**Provided information:**
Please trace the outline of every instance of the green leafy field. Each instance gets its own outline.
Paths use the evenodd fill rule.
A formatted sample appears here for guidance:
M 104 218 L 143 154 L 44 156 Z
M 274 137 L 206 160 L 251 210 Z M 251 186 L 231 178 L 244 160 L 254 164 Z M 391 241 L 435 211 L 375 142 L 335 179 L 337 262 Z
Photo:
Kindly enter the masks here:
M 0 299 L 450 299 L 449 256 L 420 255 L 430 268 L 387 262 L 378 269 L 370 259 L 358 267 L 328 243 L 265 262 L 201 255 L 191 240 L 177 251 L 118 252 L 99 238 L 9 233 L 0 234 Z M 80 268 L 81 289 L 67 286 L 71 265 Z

**Your task:** Only the lines from the one holding "M 104 218 L 143 154 L 44 156 Z" to the end of the entries above belong in the answer, each copied exactly.

**Output of the exercise:**
M 104 218 L 143 154 L 44 156 Z
M 274 137 L 206 160 L 251 210 Z M 251 186 L 231 178 L 244 160 L 254 164 Z M 391 241 L 435 211 L 375 142 L 335 179 L 337 262 Z
Photo:
Kindly enter the masks here:
M 0 299 L 450 299 L 449 256 L 420 255 L 430 268 L 387 262 L 378 269 L 370 259 L 358 267 L 328 243 L 265 262 L 201 255 L 191 240 L 177 251 L 118 252 L 99 238 L 9 233 L 0 234 Z M 80 268 L 81 289 L 67 286 L 71 265 Z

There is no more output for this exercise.